▶ **TASK BRIEF**:
Could you lay out the data from the line with "of the dense" to the line with "<point>132,1070</point>", both included, as a JSON list of strings with one string per line and blank lines left out?

>> BEGIN RECORDS SUPPLIED

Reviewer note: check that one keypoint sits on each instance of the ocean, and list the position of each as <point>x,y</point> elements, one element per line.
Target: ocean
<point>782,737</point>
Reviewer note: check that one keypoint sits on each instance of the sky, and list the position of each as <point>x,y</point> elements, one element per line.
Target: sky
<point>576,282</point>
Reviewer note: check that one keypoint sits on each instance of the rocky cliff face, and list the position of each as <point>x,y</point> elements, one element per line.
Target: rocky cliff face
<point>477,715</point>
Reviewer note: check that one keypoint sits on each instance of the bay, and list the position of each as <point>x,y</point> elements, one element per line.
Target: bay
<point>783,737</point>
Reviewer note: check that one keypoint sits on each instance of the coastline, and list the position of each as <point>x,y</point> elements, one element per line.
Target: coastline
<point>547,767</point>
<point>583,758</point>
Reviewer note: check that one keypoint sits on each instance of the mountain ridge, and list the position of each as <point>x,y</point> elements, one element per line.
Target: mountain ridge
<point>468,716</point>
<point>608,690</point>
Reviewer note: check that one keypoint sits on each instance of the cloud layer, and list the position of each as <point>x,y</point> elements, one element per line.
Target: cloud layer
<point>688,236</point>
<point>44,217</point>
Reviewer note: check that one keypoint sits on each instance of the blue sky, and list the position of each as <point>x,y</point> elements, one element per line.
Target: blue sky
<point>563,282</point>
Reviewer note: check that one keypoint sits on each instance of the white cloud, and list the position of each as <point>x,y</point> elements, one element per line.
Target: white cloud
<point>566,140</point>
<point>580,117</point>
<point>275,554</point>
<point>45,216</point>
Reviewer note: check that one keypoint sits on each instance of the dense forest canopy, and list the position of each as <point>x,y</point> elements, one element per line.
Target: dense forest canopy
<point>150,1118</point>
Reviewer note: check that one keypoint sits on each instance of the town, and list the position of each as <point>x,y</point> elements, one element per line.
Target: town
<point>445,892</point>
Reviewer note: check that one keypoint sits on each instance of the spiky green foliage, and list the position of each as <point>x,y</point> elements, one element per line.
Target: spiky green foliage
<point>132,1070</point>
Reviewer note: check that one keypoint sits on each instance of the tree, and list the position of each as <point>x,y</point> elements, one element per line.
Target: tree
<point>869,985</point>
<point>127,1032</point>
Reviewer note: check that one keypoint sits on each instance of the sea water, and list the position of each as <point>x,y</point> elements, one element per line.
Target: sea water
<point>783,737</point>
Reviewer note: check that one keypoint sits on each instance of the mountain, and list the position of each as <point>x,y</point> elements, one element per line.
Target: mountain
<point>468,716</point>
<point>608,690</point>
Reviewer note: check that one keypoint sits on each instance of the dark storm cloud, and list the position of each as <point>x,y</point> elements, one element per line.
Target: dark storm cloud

>> END RECORDS SUPPLIED

▶ **SOLUTION BELOW**:
[
  "Reviewer note: check that one keypoint sits on each instance of the dense forest canopy, and list the position of each as <point>x,y</point> elements, one element per line.",
  "Target: dense forest canopy",
  "<point>150,1118</point>",
  "Reviewer note: check that one keypoint sits on each instance of the town, and list the position of each as <point>x,y</point> elements, one element per line.",
  "Target: town",
  "<point>445,892</point>",
  "Reviewer note: check that one keypoint sits on each instance of the spiky green foliage, and list the position of each as <point>x,y</point> elements, one element per line.",
  "Target: spiky green foliage",
  "<point>132,1070</point>"
]